→ Короткое задание A:
Перепишите записи, начиная со строки с «compact form (801,452).» и до конца записей, заменив «flower» на «blossom». Все остальное оставьте без изменений.

Последние дни Гитлера. Тайна гибели вождя Третьего рейха. 1945
Шрифт:
Отстранившись от генералов и уйдя в общество своих почитателей, Гитлер неотвратимо превратил свой штаб из органа военного управления в восточный двор льстецов и лизоблюдов. Насколько далеко зашел этот процесс, можно судить по рассказам очевидцев сцены, произошедшей сразу после взрыва в Растенбурге. В тот день Муссолини, ставший теперь марионеточным правителем Ломбардии, прибыл в Растенбург, чтобы нанести визит своему защитнику и покровителю. Поезд прибыл на вокзал во второй половине дня. Гитлер, бледный как полотно, встречал Муссолини на перроне. По дороге с вокзала Гитлер рассказал гостю о своем чудесном спасении, произошедшем всего несколько часов назад, и показал ему место покушения. Картина была впечатляющая: обгоревшие обломки – после взрыва вспыхнули деревянные стены – и рухнувшая крыша. Осмотрев дымящиеся развалины, Гитлер и Муссолини отправились пить чай. Известно, что самые вопиющие свои выходки Гитлер устраивал именно за чаем.

→ Показанные записи:
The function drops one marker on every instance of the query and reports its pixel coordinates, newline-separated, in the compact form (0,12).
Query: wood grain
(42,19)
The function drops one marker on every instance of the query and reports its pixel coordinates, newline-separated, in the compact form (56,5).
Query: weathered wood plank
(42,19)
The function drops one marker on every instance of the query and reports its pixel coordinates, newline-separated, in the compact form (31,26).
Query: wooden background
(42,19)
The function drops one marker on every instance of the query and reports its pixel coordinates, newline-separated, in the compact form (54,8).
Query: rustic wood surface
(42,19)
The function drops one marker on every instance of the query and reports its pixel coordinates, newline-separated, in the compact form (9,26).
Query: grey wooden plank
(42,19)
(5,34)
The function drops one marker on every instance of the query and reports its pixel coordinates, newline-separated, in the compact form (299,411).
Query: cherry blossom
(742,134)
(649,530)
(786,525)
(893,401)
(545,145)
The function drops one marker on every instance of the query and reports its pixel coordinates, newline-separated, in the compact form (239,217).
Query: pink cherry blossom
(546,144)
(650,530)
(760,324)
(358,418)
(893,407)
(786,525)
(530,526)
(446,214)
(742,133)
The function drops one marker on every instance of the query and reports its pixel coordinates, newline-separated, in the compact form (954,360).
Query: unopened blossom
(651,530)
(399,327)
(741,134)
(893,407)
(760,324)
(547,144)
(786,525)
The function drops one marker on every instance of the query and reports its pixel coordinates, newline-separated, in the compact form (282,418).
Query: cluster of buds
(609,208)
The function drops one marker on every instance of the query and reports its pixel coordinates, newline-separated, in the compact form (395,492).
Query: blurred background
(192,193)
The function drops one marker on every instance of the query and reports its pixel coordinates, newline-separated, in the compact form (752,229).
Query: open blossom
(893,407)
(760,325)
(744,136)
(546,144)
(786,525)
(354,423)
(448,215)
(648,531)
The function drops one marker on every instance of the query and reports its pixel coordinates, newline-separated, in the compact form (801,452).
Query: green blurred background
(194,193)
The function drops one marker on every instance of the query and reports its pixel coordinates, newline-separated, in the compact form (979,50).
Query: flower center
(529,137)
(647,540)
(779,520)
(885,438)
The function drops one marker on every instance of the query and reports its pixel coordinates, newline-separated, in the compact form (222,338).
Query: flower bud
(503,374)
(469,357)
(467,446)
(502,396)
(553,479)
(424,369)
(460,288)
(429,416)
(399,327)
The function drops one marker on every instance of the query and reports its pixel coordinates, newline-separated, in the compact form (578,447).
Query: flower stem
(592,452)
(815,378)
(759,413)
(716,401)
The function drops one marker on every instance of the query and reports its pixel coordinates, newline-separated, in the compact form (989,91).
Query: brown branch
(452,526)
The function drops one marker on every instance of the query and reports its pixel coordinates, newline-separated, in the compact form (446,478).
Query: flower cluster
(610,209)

→ Короткое задание B:
Кем, согласно фрагменту текста, стал теперь Муссолини?

→ Результат A:
The function drops one marker on every instance of the query and reports its pixel coordinates, newline-separated, in the compact form (801,452).
Query: green blurred background
(194,193)
The function drops one marker on every instance of the query and reports its pixel coordinates, newline-separated, in the compact form (979,50).
Query: blossom center
(529,137)
(647,540)
(779,520)
(885,438)
The function drops one marker on every instance of the query and reports its pixel coordinates, newline-separated, in the compact form (222,338).
Query: blossom bud
(503,374)
(469,357)
(467,446)
(502,396)
(553,479)
(424,369)
(460,288)
(429,416)
(399,327)
The function drops one marker on every instance of the query and reports its pixel coordinates, newline-separated, in the compact form (578,447).
Query: blossom stem
(592,452)
(815,378)
(759,413)
(716,401)
The function drops one marker on every instance of the query and reports its pixel coordinates, newline-separated, in the compact form (989,91).
Query: brown branch
(452,526)
The function drops one marker on every instance of the query and reports its pixel coordinates, newline-separated, in the compact form (446,478).
Query: blossom cluster
(610,209)

→ Результат B:
Марионеточным правителем Ломбардии.